**REQUEST:** Reproduce all of the data exactly.

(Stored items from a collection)

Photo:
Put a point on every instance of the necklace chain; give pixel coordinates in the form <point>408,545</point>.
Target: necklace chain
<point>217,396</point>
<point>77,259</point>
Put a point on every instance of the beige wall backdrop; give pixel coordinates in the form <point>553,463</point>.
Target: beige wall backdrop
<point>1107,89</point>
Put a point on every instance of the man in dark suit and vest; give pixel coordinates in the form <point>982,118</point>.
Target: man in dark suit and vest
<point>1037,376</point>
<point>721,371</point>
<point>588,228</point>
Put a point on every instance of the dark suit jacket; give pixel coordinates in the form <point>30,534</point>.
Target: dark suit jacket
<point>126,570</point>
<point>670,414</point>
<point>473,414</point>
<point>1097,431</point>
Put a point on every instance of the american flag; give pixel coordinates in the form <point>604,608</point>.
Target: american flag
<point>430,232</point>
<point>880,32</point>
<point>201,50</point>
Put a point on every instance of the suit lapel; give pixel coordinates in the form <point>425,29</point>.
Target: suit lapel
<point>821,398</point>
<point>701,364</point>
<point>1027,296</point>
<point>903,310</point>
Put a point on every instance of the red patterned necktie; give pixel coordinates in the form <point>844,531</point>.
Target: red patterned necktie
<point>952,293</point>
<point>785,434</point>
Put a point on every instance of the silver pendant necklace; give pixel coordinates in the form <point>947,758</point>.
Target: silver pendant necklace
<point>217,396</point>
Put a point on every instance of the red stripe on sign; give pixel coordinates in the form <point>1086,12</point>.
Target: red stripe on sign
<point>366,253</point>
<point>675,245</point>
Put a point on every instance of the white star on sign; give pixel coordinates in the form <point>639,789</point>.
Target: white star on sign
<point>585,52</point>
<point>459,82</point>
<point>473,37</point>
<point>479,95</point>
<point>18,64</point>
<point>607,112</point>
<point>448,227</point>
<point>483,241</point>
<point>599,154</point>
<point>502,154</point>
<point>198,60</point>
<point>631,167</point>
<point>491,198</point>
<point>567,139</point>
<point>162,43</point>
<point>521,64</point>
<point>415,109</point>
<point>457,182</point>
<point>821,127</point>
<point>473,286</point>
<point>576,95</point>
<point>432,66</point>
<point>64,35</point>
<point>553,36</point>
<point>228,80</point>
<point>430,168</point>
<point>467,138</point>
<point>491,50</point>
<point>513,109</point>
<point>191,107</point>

**RIGHT ANSWER:**
Photo:
Put a point on every instance of the necklace chain; give pixel coordinates in the form <point>408,545</point>.
Target: necklace chain
<point>217,396</point>
<point>77,259</point>
Put a point on every instance of the beige wall backdrop; give pixel coordinates in the form <point>553,463</point>.
Target: beige wall backdrop
<point>1107,89</point>
Put a point on every instance of the man in dark suit and vest; give pixel coordinates in the form <point>982,118</point>.
Target: man in dark suit and vest
<point>1037,376</point>
<point>721,371</point>
<point>588,228</point>
Put a point on every instance of the dark suit jacket; give pixel coordinates in the form <point>30,534</point>.
Target: dark suit jacket
<point>126,570</point>
<point>670,414</point>
<point>473,414</point>
<point>1097,431</point>
Put a point on every instance of the american flag; give pixel coordinates in the form <point>604,608</point>.
Target: american flag
<point>430,232</point>
<point>880,32</point>
<point>201,50</point>
Put a point on every instance of the suit lapel; give pixel coordinates in the form <point>425,29</point>.
Target: suit lapel
<point>821,398</point>
<point>701,364</point>
<point>1027,296</point>
<point>903,310</point>
Put a point on every instance of the red patterned necktie; give pixel coordinates in the form <point>844,531</point>.
Target: red patterned necktie
<point>952,293</point>
<point>785,434</point>
Put a point on every instance of the silver pendant necklace; give pixel coordinates in the form <point>947,758</point>.
Target: silver pendant necklace
<point>217,396</point>
Put a point on every instance of the red stripe on sign; give pixel coordinates in the form <point>1086,12</point>.
Target: red stripe on sign
<point>366,253</point>
<point>675,245</point>
Put a point on every instance of the white star on sign; give pixel coordinates in the form <point>639,789</point>.
Target: white star on sign
<point>585,52</point>
<point>459,82</point>
<point>473,37</point>
<point>479,95</point>
<point>18,64</point>
<point>607,112</point>
<point>448,227</point>
<point>483,241</point>
<point>599,154</point>
<point>502,154</point>
<point>198,60</point>
<point>631,167</point>
<point>491,198</point>
<point>567,139</point>
<point>162,43</point>
<point>521,64</point>
<point>415,109</point>
<point>457,182</point>
<point>821,127</point>
<point>473,286</point>
<point>576,95</point>
<point>432,66</point>
<point>64,35</point>
<point>553,36</point>
<point>228,80</point>
<point>430,168</point>
<point>467,138</point>
<point>491,50</point>
<point>513,109</point>
<point>191,107</point>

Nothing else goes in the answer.